ИСХОДНЫЙ ТЕКСТ:
━━━━━━━━━━

Я понял рассказ иначе. Быть может, я ошибся.

Мне кажется, Вы хотели изобразить не частичный случай, выше описанный, но особый разряд современных людей, у которых, по обстоятельствам сложившейся жизни, сердце засохло, как цветок в латинском лексиконе. Они жаждут любить, но не могут. Это очень печально. Тут драма.

Если это так, то — рассказ но выяснил, и именно потому, что такая тема (вполне, кажется, новая и „современная“) не поддавалась изложению в рассказе, а требовала романа, который ярко очертил бы прежнюю жизнь героя, его предыдущие, между прочим, встречи с женщинами и, в виде финала, что ли, с „Верочкой“, которую следовало бы также написать поярче, еще более оттенить весь жар ее любви, который, однако, не мог поджечь сухую лепешку сердца героя… ‹…›

Рассказ имеет и в настоящем виде большие технические достоинства исполнения. Какая же разница с рассказами „о‹сколоч›ными“!» (ГБЛ).

Новизна воплощения сложного сюжета в небольшом рассказе вызвала на первых порах неодобрение и в прессе. Так, В. А. Гольцев (подпись: Ав-в) в отзыве на сборник «В сумерках» утверждал, что «„Верочка“ составляет совсем оборванный эпизод» («Русские ведомости», 1887, № 240, 1 сентября. — «Библиографические заметки»). И. А. Белоусов, прочитав «Русские ведомости», возражал Гольцеву в письме к Чехову от 1 сентября 1887 г.: «Но по мне все рассказы очень хороши, — особенно те, в которых описано то, что я, бедный жизнью, пережил и перечувствовал; наприм‹ер›, рассказ „Верочка“ я нахожу вполне законченным; сужу по тому, что со мной случилась такая же история, как и с моим тезкой Огневым; от таких историй нечего ждать конца, — так и должно случиться. Огнева наука заставит позабыть разлуку, а Верочку — разлука заставит позабыть любовь…» (ГБЛ).

━━━━━━━━━━

ЗАДАНИЕ A:
Ответьте по тексту о рассказе «Верочка» на три вопроса, отмечая ответы так же, как вопросы:
(i) С чем сравнивается засохшее сердце людей особого разряда?
(ii) Под какой подписью В. А. Гольцев напечатал отзыв на сборник «В сумерках»?
(iii) Какого числа И. А. Белоусов написал письмо Чехову?
Текст и листинг взяты из разных источников.

━━━━━━━━━━

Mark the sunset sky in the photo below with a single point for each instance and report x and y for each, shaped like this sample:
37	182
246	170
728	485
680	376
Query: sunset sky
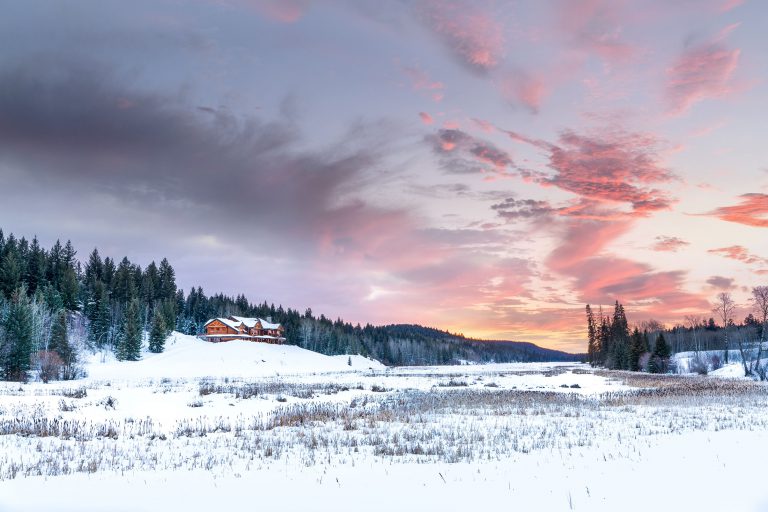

━━━━━━━━━━

ЗАДАНИЕ B:
Перенесите все строки листинга в JSON-список строк, по одной строке листинга на каждую строку списка. Пустые строки пропустите, изображения в ответ не включайте.

ПОЛНЫЙ ОТВЕТ A:
(i) С цветком в латинском лексиконе.
(ii) Под подписью «Ав-в».
(iii) 1 сентября 1887 г.

ПОЛНЫЙ ОТВЕТ B:
[
  "Mark the sunset sky in the photo below with a single point for each instance and report x and y for each, shaped like this sample:",
  "37\t182",
  "246\t170",
  "728\t485",
  "680\t376",
  "Query: sunset sky"
]